Other initiatives included lay-pastoral training through the Pacific Institute of Christian Ministry and annual conventions with 400 to 500 participants boldly affirming the APM battle cry, “Many Cultures, One Message, One Savior.” Below are conference-specific highlights over the last quinquennium:
• Annual convocations, revival, and family ministries workshop
• Organized a Fil-Am church and a Kenyan congregation through public evangelism
Central California Conference
• Total of 24 churches with 18 pastors; organized the first Hmong church in the NAD
• Operated a food bank and distributed GLOW tracks in the Bay Area
• Established Behold Ministries and Sabbath evangelistic meetings reaching a weekly audience of over 1,000
• Tongan Ministry lay training and Youth Ministries collaboration with Samoan churches
• Filipino/Ilocano livestreams reach mainland audience and Pacific and Caribbean islands
Northern California Conference
• Organized three new language churches in Sacramento: Tongan, Indonesian, and Fijian (first in the NAD)
____________
# Assigned task 1:
Summarize the ministry report in two sentences.
# Assigned task 2:
Write the next part of the ministry report, picking up after its last line.

# Supplied material:
____________
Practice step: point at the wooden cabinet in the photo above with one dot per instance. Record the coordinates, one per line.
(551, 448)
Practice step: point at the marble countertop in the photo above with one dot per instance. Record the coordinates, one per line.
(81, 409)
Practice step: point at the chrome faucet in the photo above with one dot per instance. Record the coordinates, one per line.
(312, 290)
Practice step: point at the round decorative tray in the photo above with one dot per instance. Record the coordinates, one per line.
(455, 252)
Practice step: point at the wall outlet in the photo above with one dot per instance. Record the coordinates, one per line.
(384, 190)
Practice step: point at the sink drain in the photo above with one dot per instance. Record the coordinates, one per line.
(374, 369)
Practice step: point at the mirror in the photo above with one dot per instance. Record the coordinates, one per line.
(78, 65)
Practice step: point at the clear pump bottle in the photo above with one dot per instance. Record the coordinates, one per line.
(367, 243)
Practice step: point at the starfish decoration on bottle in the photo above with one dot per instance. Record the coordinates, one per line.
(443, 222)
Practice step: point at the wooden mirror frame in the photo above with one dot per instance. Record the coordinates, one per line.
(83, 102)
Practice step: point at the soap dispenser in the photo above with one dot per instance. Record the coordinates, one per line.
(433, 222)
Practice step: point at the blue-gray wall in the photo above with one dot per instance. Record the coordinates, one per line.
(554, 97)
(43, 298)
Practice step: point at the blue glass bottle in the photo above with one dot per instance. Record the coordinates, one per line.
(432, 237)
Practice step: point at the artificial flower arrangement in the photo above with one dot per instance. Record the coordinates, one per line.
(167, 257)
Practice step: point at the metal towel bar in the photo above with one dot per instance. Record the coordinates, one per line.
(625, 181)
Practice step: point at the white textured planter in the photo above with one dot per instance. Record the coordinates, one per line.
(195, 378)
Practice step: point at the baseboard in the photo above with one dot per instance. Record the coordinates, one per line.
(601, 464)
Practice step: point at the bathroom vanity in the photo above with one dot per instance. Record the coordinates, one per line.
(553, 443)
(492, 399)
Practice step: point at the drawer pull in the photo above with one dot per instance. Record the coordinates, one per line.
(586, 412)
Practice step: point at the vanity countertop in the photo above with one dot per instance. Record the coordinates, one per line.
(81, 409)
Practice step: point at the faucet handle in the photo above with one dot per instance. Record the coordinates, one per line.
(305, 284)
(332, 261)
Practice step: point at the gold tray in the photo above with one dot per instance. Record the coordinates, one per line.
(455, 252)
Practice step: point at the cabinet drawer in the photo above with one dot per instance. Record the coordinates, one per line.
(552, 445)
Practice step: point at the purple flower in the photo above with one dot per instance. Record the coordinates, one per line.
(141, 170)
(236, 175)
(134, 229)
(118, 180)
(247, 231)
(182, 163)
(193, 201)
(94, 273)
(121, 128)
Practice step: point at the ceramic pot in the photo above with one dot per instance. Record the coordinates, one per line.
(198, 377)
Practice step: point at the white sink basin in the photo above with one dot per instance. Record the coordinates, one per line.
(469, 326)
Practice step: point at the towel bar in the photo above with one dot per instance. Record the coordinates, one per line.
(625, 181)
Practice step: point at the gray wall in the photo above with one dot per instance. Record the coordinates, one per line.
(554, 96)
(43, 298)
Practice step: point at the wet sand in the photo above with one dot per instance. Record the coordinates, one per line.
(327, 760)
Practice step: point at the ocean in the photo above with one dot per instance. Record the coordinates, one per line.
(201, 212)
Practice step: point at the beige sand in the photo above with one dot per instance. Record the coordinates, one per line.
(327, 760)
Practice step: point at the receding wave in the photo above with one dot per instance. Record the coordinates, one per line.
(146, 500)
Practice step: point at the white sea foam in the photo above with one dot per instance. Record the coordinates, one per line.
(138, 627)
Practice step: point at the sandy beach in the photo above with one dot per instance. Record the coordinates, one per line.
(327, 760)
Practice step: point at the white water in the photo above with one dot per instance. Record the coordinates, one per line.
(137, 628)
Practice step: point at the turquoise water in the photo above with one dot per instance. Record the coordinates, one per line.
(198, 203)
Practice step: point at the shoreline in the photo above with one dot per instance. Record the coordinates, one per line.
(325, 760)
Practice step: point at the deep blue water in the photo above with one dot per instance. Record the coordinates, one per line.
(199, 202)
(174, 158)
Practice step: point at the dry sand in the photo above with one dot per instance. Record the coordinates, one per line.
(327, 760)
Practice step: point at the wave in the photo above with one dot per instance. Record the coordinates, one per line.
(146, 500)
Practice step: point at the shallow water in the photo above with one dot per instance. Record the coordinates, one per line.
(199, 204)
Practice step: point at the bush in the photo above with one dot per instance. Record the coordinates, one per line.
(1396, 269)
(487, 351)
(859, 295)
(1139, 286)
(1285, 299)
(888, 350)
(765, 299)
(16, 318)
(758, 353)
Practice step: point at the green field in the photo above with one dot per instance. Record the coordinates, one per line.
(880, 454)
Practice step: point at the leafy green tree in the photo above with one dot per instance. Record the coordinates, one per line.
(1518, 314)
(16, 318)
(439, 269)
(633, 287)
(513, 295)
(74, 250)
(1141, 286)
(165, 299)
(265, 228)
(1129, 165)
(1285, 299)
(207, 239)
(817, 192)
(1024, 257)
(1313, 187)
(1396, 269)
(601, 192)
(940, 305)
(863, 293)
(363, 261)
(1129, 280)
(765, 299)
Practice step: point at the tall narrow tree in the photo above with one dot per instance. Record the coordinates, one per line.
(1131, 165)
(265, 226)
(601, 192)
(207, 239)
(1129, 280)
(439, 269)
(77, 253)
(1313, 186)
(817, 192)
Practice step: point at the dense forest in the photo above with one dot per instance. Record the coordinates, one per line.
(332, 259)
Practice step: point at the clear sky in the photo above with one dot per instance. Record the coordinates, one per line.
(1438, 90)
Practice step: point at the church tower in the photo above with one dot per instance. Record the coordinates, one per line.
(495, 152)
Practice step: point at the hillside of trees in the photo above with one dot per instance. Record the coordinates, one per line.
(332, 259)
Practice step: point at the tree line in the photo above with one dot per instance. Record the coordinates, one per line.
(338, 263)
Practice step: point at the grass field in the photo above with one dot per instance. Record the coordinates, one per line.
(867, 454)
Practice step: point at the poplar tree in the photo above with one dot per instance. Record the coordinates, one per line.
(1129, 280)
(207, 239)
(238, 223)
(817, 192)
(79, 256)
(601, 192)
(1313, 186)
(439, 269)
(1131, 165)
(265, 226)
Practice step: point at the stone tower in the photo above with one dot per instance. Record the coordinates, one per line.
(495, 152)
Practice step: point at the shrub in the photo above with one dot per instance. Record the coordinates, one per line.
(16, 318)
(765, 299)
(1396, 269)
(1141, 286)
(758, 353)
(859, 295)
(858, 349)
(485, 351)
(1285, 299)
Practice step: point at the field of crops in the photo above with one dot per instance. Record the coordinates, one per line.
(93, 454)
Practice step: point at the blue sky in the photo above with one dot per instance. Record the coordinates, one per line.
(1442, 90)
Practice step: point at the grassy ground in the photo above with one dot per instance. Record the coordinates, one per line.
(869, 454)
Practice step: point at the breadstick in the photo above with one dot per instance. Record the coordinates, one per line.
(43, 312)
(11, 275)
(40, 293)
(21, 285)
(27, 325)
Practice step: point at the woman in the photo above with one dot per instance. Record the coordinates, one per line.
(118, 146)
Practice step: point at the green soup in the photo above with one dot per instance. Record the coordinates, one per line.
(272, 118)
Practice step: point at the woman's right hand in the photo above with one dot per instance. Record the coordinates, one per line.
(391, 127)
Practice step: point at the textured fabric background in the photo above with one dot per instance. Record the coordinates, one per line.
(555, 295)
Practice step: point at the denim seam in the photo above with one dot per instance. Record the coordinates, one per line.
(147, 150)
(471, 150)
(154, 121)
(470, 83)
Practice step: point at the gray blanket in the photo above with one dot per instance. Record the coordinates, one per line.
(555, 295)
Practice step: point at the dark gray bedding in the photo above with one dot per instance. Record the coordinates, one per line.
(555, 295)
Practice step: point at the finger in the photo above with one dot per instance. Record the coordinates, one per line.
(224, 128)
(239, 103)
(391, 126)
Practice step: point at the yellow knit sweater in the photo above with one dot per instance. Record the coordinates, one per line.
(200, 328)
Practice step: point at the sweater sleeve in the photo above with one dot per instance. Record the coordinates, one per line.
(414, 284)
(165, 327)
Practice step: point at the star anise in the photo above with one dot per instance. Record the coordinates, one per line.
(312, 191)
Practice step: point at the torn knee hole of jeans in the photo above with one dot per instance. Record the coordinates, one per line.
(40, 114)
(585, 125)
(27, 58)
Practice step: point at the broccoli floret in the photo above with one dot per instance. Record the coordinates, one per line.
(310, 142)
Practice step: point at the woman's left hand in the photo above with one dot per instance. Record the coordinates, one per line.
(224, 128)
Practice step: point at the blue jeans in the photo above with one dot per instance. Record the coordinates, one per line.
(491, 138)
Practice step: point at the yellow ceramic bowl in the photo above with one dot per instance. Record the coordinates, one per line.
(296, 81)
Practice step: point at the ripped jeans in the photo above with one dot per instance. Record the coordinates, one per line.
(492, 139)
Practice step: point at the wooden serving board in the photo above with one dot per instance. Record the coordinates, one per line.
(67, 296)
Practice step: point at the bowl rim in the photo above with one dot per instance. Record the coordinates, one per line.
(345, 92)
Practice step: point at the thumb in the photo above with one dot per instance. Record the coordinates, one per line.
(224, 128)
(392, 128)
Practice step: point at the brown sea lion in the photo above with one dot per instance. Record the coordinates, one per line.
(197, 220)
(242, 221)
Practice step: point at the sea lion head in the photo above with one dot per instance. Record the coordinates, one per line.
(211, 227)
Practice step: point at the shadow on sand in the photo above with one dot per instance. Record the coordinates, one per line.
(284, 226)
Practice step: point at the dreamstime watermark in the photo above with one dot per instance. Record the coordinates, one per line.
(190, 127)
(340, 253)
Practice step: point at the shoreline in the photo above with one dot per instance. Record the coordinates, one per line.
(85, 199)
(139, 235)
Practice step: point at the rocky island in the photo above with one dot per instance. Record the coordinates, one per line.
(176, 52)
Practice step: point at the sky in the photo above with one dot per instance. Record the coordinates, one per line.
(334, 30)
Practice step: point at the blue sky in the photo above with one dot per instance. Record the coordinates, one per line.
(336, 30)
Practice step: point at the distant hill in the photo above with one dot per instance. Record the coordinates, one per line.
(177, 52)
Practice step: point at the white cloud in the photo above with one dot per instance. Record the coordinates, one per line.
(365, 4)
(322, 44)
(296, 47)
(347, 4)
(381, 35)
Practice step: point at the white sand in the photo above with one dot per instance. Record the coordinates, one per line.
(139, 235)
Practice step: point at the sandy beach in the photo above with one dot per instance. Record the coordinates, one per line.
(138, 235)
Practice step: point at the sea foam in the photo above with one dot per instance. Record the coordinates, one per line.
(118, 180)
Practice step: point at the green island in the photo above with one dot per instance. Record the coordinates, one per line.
____________
# Output 1:
The report lists lay-pastoral training through the Pacific Institute of Christian Ministry and annual conventions where 400 to 500 participants affirmed the APM battle cry, "Many Cultures, One Message, One Savior." Among its conference highlights, Central California had 24 churches with 18 pastors and organized the first Hmong church in the NAD, and Northern California organized three new language churches in Sacramento: Tongan, Indonesian, and Fijian.

# Output 2:
• Annual Christmas outreach programs and Vacation Bible School serving 100+ children
• Community and online evangelism initiatives mobilized through 10 small groups; distributed 10,000 pieces of literature
Southern California Conference
• Organized a Mongolian mission group and three companies: Cantonese, Filipino, and an international congregation
• Strategic positioning of the APM Region ministry aimed at seven anchors
Southeastern California Conference
• Annual tithe increase totaling $50.8 million, 599 baptisms, 32 churches, two companies, and nine mission groups
• Added one Korean and two Indonesian churches and one Tongan mission group
• 65% involvement in mission trips to home countries, including a medical/dental mission to Haiti; conducted a Reformation Tour for pastors and a leadership convention for the youth
• Developed Post-baptism Syllabus study series that involves local church leaders as facilitators and engages new members in fellowship
The U.S. Asian population grew more than 82% in the past 20 years and is projected to comprise 36% of all immigrants by 2050, to top other ethnic groups. Pastor Arreola believes the prophetic missional focus of APM will continue to be the outreach to burgeoning people groups in North America. “If we were quick in discerning the opening providences of God, we should be able to see in the multiplying opportunities to reach many foreigners in America a divinely appointed means of rapidly extending the third angel’s message into all the nations of earth” (Ellen G. White, Review and Herald, Oct. 29, 1914).
To support PUC strategic growth through 2025, APM will expand language groups church planting through the NADEI ACTS residency, youth and lay-pastoral leadership pipeline development, post-modern post-millennial generational ministries, and Innovative Social Medial Evangelism (TMI Is Me) personal-virtual platforms.
By God’s grace, APM will continue to trailblaze in mission as PUC remains the largest AAPI frontier, with 7.8 million people residing within its territory. The prayer is to establish five congregations in new languages, increase 20% overall membership, and 5% tithe impact year on year.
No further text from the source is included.